Copy only what runs from the line containing "of the plant" through the end of the material below, line for line, with both ends included.

········

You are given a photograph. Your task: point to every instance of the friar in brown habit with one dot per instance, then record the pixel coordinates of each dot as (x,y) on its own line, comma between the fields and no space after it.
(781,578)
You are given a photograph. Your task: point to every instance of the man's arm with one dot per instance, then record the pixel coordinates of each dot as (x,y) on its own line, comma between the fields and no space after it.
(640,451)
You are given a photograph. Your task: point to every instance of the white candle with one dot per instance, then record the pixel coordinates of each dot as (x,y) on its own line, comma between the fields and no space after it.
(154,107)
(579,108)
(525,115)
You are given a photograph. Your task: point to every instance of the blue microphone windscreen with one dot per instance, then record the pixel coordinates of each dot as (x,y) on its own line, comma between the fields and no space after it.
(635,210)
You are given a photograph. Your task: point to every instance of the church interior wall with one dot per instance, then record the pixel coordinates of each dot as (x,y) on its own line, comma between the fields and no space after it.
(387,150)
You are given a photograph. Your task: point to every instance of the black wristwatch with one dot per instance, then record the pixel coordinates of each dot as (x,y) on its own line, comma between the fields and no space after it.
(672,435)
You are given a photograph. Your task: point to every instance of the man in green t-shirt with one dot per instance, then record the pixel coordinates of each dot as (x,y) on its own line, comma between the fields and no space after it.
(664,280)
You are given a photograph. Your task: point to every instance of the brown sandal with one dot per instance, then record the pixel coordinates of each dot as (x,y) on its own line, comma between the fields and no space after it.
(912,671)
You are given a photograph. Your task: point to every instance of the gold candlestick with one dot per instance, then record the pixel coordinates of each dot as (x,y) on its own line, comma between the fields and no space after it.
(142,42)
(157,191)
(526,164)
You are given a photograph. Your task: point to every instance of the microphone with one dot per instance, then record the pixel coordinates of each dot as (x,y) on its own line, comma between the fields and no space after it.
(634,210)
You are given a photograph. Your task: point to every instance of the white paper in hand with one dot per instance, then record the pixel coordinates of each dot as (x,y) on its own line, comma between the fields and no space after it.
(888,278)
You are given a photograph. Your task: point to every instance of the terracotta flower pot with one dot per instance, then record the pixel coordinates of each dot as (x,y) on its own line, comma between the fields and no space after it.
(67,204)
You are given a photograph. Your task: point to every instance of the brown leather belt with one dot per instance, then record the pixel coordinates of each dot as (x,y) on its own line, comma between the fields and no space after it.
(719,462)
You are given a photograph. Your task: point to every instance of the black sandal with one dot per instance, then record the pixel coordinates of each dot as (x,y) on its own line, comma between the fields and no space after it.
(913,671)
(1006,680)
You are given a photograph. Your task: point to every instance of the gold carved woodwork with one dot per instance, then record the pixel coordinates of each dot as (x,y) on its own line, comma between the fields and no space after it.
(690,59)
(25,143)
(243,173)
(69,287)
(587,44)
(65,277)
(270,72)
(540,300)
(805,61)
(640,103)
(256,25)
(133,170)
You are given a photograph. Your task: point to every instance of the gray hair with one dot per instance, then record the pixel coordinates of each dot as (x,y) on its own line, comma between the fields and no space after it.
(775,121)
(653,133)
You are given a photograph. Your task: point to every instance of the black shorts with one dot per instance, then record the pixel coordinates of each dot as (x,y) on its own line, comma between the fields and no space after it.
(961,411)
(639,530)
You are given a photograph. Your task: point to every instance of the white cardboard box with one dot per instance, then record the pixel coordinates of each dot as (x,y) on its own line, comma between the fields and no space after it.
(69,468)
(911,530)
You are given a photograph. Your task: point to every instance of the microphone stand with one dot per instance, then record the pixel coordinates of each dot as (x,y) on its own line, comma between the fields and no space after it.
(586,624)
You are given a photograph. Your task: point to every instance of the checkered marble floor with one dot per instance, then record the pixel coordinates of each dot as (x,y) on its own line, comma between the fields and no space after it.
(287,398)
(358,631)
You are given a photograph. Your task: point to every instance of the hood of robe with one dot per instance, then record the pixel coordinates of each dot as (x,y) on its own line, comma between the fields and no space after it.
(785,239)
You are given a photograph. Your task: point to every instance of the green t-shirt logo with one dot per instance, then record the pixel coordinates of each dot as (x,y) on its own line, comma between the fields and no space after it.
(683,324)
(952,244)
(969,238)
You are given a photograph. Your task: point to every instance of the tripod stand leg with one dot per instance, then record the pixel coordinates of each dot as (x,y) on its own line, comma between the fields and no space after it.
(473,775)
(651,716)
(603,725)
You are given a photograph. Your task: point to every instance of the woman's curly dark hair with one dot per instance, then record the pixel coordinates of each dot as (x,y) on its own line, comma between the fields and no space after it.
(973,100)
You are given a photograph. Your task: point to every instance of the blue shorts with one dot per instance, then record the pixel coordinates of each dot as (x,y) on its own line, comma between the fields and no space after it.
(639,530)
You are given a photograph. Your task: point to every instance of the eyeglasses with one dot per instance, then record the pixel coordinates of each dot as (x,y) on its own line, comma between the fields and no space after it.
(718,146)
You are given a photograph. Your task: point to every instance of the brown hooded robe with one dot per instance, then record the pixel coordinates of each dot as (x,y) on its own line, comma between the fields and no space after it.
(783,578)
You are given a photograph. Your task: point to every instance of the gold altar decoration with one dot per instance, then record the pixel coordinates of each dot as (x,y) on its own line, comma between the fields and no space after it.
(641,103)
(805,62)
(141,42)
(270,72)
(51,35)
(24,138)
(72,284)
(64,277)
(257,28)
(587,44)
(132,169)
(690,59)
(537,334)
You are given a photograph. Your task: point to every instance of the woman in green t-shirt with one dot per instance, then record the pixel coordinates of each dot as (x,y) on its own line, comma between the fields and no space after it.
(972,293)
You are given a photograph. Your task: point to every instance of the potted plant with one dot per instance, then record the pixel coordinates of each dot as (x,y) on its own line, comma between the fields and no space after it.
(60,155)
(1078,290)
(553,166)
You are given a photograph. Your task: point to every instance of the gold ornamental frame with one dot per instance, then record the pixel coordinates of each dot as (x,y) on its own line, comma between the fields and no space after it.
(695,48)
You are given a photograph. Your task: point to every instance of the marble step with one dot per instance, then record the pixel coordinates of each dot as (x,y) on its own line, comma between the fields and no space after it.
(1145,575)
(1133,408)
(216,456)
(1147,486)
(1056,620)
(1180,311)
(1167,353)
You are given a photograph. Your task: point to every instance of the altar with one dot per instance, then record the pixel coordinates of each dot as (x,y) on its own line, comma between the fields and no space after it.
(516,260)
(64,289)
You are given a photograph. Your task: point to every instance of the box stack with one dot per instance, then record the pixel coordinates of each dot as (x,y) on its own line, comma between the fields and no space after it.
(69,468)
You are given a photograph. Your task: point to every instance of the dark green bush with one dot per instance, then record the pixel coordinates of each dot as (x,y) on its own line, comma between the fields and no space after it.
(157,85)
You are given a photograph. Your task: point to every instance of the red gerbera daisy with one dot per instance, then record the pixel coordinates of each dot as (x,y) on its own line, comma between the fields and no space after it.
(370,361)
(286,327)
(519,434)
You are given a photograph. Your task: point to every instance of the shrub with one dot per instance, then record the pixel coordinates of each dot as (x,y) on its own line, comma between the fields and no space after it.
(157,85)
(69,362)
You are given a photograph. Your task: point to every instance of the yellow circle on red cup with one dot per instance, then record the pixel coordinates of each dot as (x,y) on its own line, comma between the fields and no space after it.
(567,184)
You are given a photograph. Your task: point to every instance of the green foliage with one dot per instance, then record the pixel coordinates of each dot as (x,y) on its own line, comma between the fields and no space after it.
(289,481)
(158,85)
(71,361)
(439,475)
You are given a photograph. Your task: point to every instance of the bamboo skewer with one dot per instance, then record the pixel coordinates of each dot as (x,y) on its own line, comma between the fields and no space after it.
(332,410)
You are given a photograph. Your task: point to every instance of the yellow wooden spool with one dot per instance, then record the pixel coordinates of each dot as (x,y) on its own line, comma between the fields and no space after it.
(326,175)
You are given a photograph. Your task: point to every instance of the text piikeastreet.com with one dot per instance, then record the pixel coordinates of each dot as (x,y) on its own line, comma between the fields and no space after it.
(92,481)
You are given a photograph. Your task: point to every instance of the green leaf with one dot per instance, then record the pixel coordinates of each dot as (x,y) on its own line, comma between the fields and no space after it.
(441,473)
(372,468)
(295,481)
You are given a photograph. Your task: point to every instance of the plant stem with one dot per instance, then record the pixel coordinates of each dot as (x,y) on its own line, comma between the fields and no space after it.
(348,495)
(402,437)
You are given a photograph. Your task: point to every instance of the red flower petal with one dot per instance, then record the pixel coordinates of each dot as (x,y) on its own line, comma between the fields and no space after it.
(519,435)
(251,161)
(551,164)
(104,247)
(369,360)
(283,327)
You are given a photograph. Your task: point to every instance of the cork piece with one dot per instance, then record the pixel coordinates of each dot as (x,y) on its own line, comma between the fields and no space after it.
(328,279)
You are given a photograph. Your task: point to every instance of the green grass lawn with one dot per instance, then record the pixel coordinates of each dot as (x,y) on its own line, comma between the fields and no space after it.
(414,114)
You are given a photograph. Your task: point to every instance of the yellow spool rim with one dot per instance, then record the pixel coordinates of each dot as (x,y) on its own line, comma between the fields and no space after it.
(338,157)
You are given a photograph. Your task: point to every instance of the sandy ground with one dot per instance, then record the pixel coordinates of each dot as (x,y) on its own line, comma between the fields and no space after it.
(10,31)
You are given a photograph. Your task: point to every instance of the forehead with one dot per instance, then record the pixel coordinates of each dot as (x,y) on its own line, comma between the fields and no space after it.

········

» Reply:
You are given a photograph. Your task: point to every instance of the plant stem with one dot per instance, then record the pixel coordinates of each dot as (x,y) on its own line, comma between the fields and no space after it.
(348,495)
(402,437)
You are given a photograph. Your task: point to every instance of the red flower petal with one dot per instance, then record the pixel coordinates of each dot as (x,y) on its own line, comma between the fields and no space after it.
(519,435)
(251,161)
(551,164)
(104,247)
(369,360)
(283,327)
You are given a photograph. Your task: point to every instance of the cork piece with one dot per instance, then record the pixel coordinates of each dot as (x,y) on its own line, comma between the fields and no space after it.
(328,279)
You are given a photograph. Your task: point to every instance of the green grass lawn with one dot per instance, then record the pixel coordinates of each dot as (x,y) on its own line, comma between the fields and no space after it.
(414,114)
You are given a photograph. Your task: point to every instance of the yellow spool rim with one dot per instance, then record the pixel coordinates of each dot as (x,y) on its own line, comma between the fields and no space after it.
(338,157)
You are given a photograph. Your task: point to every instance of the sandy ground with one dot per instance, then record the pixel coordinates of each dot as (x,y) on its own line, comma between the fields and no space after it.
(10,31)
You are given a photograph. Your task: point to every instance of the forehead with one dot per instance, then record the pixel coordinates of each dot as (x,y) on its own line, comma between the fields and no space after it.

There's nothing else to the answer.